▶ [Exercise requirements]:
**A)** Repeat the passage from the column on data in business, beginning at the words "Numbers and analysis" and stopping after the words "them more timid.".
**B)** Condense the paragraph of the column on data in business that begins "Bill Simmons, ESPN’s cocky sportswriter" into a shorter version that keeps its main facts.
**C)** Write the next part of the column on why businesses don't need more and more data, picking up right after its final sentence.

▶ [Document excerpt]:
★ ★ ★ ★ ★ ★ ★
Numbers and analysis are supposed to make us more confident. They are, however, making some of us unsure of what we know so well

Rich Karlgaard
Published: Mar 5, 2015 06:31:45 AM IST
Updated: Feb 25, 2015 02:38:13 PM IST
Why businesses don't need more and more data

Bill Simmons, ESPN’s cocky sportswriter, made an odd confession in his January 9 Grantland column. Data and analytics in sports, he said, should be a writer’s gift. They should anchor opinion to facts and reveal truths that the eyes and ears missed in real time. But the opposite has happened, said Simmons. Rather than making writers more confident, the availability of data makes them more timid.

Data make us “unquestionably and undeniably smarter now. But you also read and hear so much more hedging… because writers don’t want their opinions thrown back in their face later.” “Later” meaning, of course, when the data are analysed and the writer’s take on events is shown to have been wrong.
★ ★ ★ ★ ★ ★ ★
Entries from a point annotation set
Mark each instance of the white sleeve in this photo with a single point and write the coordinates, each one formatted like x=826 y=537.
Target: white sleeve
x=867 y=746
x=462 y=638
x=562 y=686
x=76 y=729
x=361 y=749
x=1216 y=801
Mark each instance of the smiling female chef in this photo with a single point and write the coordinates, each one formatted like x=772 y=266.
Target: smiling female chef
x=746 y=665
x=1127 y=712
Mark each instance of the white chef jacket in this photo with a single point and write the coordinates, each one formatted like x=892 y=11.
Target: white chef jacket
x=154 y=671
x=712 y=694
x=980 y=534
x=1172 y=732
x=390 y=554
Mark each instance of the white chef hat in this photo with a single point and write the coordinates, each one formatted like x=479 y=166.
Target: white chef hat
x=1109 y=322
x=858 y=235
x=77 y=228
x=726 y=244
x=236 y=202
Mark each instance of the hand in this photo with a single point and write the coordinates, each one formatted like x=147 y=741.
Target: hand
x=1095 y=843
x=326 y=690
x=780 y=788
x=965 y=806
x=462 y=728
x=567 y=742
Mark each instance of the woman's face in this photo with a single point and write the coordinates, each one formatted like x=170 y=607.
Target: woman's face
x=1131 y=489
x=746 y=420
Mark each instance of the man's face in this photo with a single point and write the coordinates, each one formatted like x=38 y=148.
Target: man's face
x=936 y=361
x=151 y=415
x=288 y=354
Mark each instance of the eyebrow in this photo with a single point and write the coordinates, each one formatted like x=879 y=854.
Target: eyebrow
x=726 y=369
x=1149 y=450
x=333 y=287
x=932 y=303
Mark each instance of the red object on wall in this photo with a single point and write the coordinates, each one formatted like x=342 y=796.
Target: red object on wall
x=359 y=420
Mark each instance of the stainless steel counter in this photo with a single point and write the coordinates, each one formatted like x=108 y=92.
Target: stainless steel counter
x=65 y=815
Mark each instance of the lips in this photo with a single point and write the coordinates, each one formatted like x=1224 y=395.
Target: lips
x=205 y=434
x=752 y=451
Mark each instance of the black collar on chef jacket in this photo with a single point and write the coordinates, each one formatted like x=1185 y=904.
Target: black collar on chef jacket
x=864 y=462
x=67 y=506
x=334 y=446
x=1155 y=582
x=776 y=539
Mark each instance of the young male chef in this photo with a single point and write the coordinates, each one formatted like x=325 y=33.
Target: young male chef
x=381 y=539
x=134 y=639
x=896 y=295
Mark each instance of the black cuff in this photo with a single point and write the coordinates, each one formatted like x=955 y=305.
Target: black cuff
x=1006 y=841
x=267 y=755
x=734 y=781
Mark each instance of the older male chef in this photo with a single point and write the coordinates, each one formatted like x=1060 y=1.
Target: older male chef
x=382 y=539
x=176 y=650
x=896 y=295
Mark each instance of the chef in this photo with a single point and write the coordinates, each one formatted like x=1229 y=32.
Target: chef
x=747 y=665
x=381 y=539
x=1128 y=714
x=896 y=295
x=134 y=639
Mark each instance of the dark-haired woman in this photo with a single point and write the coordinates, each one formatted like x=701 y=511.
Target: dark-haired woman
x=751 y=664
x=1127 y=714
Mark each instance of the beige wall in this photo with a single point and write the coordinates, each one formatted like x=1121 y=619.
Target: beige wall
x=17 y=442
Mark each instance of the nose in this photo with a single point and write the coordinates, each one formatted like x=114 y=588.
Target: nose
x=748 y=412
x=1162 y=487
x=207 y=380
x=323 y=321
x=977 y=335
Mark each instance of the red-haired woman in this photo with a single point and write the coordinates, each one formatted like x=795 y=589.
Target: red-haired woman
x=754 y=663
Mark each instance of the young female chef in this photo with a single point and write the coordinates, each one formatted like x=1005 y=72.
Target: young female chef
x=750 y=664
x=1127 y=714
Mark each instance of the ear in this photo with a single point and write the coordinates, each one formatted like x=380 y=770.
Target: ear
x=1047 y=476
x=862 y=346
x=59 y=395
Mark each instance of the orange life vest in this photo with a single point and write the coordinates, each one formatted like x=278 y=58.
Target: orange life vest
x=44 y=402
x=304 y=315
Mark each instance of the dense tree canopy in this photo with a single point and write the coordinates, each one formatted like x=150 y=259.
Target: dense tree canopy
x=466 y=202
★ ★ ★ ★ ★ ★ ★
▶ [Final results]:
**A)**
Numbers and analysis are supposed to make us more confident. They are, however, making some of us unsure of what we know so well

Rich Karlgaard
Published: Mar 5, 2015 06:31:45 AM IST
Updated: Feb 25, 2015 02:38:13 PM IST
Why businesses don't need more and more data

Bill Simmons, ESPN’s cocky sportswriter, made an odd confession in his January 9 Grantland column. Data and analytics in sports, he said, should be a writer’s gift. They should anchor opinion to facts and reveal truths that the eyes and ears missed in real time. But the opposite has happened, said Simmons. Rather than making writers more confident, the availability of data makes them more timid.

**B)** In his January 9 Grantland column, ESPN sportswriter Bill Simmons admitted something odd. He said data and analytics in sports should help writers by tying opinion to facts and revealing truths missed in real time. Instead, the data has made writers more timid, not more confident.

**C)**
In pro basketball, for example, Simmons thinks the great LeBron James is not the player he was. Simmons saw signs of it while watching him play late last season. He saw more of it this year, before James was injured. “He just didn’t look like LEBRON,” writes Simmons. “Something was different—he didn’t have the same energy.” But Simmons’ observations weren’t written with his usual gale force. He hedged.

Why should we care about one sportswriter’s musings about one athlete? Well, Simmons happens to be the top pro-basketball writer of his generation and is normally fearless. Yet, here was Simmons admitting that he was afraid to write what he’d observed of LeBron James. Mind you, Simmons wasn’t afraid of James. Or of the Cleveland Cavaliers and their fans. Or of the NBA. No, Simmons was afraid the data might embarrass him.

Double-edged sword

The age of big data and powerful analytics is a double-edged sword in business, too. To the good, these powerful new tools can show us patterns and opportunities that 99 percent of businesspeople would miss. Imagine you run a business that has subscribers. One part of your company has data on customers and their subscription terms. Another part has data on service problems. In theory the two data pools can alert your sales team to which customers might not renew because of a bout of dropped calls near the end of the service contract. Because locking in a new customer costs up to 10 times more than retaining a current one, that’s valuable information.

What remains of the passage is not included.